YOUR TASK: Reproduce word for word the part of the CAFU description below that opens with "Besides the common" and closes with "available at https://hub.docker.com/r/malab/cafu.".

PASSAGE SHOWN:
+ + +
CAFU is a Galaxy-based bioinformatics framework for comprehensive assembly and functional annotation of unmapped RNA-seq data from single- and mixed-species samples which integrates plenty of existing NGS analytical tools and our developed programs, and features an easy-to-use interface to manage, manipulate and most importantly, explore large-scale unmapped reads.
Besides the common process of reads cleansing, reads mapping, unmapped reads generation and novel transcription assembly, CAFU optionally offers the multiple-level evidence analysis of assembled transcripts, the sequence and expression characteristics of assembled transcripts, and the functional exploration of assembled transcripts through gene co-expression analysis and genome-wide association analysis.
Taking advantages of machine learning (ML) technologies, CAFU also effectively addresses the challenge of classifying species-specific transcripts assembled using unmapped reads from mixed-species samples.
The CAFU project is hosted on GitHub(https://github.com/cma2015/CAFU) and can be accessed from http://bioinfo.nwafu.edu.cn:4001. The CAFU Docker image is available at https://hub.docker.com/r/malab/cafu.
+ + +
Lines excerpted from a collection:
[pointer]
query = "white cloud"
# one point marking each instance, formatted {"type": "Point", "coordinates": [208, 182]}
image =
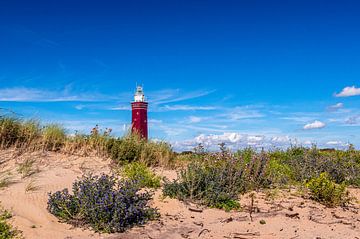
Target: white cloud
{"type": "Point", "coordinates": [23, 94]}
{"type": "Point", "coordinates": [233, 140]}
{"type": "Point", "coordinates": [353, 120]}
{"type": "Point", "coordinates": [185, 108]}
{"type": "Point", "coordinates": [349, 91]}
{"type": "Point", "coordinates": [195, 119]}
{"type": "Point", "coordinates": [336, 107]}
{"type": "Point", "coordinates": [175, 95]}
{"type": "Point", "coordinates": [334, 143]}
{"type": "Point", "coordinates": [314, 125]}
{"type": "Point", "coordinates": [121, 107]}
+ + +
RESULT:
Besides the common process of reads cleansing, reads mapping, unmapped reads generation and novel transcription assembly, CAFU optionally offers the multiple-level evidence analysis of assembled transcripts, the sequence and expression characteristics of assembled transcripts, and the functional exploration of assembled transcripts through gene co-expression analysis and genome-wide association analysis.
Taking advantages of machine learning (ML) technologies, CAFU also effectively addresses the challenge of classifying species-specific transcripts assembled using unmapped reads from mixed-species samples.
The CAFU project is hosted on GitHub(https://github.com/cma2015/CAFU) and can be accessed from http://bioinfo.nwafu.edu.cn:4001. The CAFU Docker image is available at https://hub.docker.com/r/malab/cafu.